**Task:** Filter the listing so that only lines with the word "Could" remain.

**Excerpted records:**
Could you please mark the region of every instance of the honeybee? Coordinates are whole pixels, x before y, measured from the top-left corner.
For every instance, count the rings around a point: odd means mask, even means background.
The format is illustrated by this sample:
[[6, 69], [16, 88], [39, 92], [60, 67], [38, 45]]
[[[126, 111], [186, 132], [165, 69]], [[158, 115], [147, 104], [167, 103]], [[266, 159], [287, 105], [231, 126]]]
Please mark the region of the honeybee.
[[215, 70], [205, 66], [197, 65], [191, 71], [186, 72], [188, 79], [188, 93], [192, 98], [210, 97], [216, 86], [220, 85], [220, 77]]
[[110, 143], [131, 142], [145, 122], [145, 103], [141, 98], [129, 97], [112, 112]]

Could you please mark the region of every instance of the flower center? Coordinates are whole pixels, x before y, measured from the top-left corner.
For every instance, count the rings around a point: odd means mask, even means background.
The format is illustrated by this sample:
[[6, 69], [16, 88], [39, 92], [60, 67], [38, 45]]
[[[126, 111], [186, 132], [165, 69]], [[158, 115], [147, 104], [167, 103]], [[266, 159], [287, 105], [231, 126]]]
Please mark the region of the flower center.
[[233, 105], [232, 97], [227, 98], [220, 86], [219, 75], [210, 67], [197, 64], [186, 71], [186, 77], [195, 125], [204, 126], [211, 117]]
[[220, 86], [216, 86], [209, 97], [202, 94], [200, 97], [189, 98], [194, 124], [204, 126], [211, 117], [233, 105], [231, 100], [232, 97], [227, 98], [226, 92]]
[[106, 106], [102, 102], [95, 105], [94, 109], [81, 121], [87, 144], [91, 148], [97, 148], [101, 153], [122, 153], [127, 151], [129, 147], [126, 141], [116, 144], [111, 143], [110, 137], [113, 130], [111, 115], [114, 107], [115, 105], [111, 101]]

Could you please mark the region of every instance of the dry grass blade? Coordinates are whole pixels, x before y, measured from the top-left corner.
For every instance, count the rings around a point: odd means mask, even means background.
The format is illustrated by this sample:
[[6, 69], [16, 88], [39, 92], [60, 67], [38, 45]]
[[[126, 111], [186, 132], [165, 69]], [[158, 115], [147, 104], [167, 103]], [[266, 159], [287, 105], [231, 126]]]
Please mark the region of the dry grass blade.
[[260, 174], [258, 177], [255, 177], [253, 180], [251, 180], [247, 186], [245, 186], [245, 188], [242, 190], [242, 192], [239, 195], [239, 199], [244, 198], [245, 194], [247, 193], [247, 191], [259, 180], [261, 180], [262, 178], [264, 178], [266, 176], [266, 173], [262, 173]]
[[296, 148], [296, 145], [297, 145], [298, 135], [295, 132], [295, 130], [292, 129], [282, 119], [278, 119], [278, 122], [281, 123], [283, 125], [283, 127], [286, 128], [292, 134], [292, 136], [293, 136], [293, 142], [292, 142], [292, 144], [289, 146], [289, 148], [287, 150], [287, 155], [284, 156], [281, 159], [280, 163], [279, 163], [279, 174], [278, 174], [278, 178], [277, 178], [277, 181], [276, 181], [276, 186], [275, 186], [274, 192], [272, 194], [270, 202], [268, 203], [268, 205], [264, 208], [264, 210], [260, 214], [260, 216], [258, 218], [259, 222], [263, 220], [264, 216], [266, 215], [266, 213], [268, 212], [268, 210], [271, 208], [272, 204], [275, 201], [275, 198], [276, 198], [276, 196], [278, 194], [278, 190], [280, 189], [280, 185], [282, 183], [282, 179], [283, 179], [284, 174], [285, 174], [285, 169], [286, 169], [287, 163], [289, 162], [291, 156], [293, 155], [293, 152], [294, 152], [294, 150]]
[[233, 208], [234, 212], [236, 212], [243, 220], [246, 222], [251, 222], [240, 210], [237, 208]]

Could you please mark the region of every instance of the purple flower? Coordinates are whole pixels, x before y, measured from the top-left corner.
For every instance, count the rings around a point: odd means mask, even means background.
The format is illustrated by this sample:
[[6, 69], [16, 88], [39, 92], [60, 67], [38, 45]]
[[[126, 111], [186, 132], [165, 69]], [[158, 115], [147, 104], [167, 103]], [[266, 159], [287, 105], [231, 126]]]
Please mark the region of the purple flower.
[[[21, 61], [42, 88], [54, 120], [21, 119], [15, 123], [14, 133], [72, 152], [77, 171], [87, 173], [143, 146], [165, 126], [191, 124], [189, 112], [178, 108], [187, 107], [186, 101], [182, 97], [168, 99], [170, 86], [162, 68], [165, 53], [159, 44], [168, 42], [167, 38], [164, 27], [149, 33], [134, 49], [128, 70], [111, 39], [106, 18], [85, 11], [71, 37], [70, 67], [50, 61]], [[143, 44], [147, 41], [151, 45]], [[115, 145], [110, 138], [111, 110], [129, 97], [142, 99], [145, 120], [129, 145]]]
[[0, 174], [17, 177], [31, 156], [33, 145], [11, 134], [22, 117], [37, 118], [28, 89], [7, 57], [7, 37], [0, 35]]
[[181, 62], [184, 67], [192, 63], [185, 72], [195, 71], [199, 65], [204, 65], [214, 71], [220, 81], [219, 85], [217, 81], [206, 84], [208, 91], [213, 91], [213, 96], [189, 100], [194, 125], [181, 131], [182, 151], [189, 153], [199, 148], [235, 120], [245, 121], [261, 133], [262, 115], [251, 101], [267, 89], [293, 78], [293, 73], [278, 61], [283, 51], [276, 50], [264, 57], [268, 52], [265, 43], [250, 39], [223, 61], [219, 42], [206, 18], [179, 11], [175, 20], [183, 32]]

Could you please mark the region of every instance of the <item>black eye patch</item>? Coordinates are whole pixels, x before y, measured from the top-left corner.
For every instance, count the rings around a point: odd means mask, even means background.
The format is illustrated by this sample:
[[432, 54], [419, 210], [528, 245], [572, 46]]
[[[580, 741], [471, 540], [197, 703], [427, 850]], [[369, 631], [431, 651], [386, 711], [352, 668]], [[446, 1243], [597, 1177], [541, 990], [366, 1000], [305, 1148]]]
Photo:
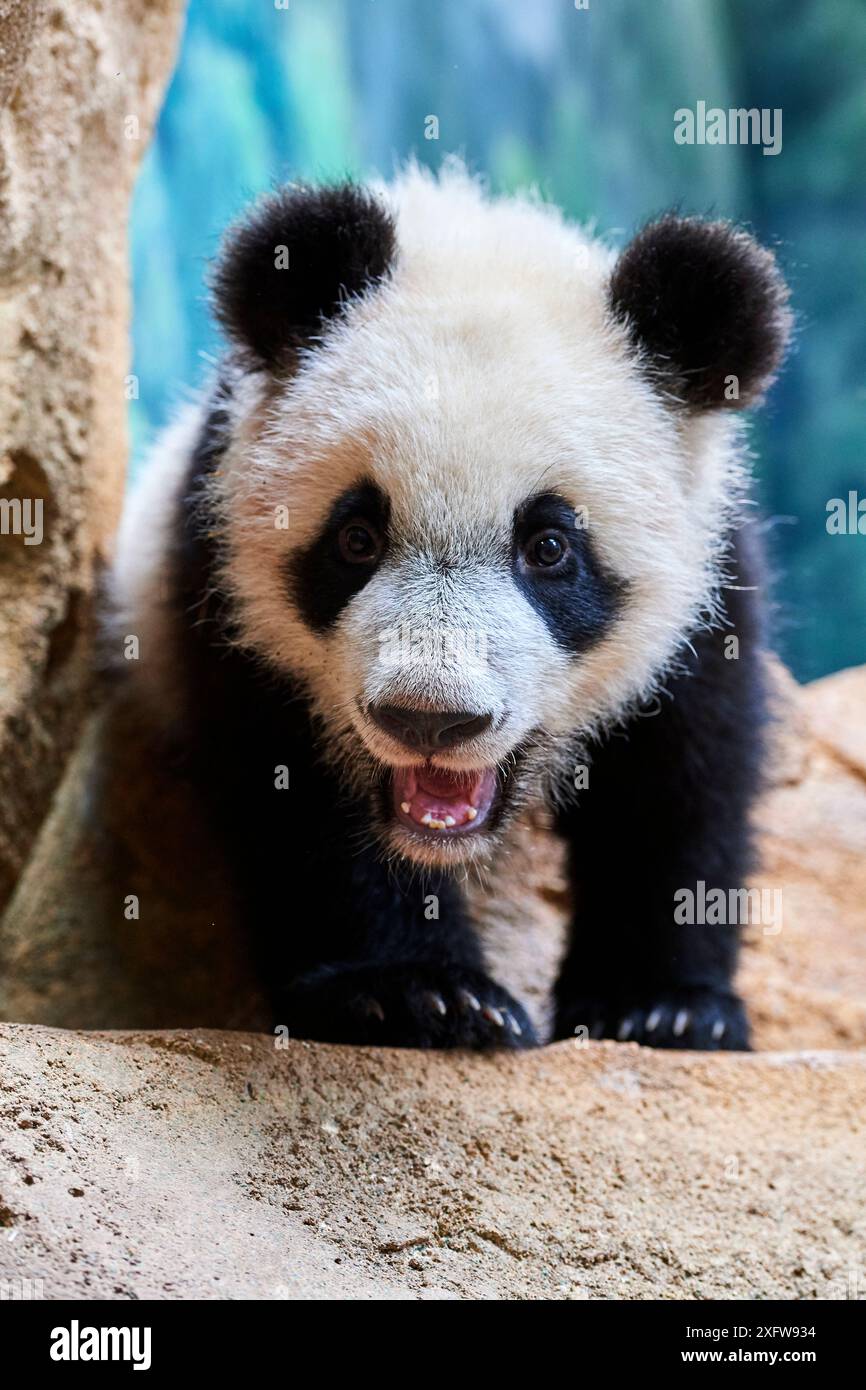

**Reply to the task:**
Could you please mark the region of every instance of the honeybee? Coordinates are whole pixels, x before y, measured from the top-left corner.
Could you please mark the region of every instance of the flower center? Coordinates are whole pixels, x before y, measured from the top-left corner.
Could you please mark the region of every instance of the dry grass blade? Coordinates are whole pixels, x before y, measured from the top-left corner.
Could you please mark the region of every instance of the purple flower? Coordinates are whole pixels, x before y, measured from the top-left corner.
Could you please mark the region of every instance of the <item>black eye patch</item>? Coordinates are whole pixels, x before y, measured from the top-left corner.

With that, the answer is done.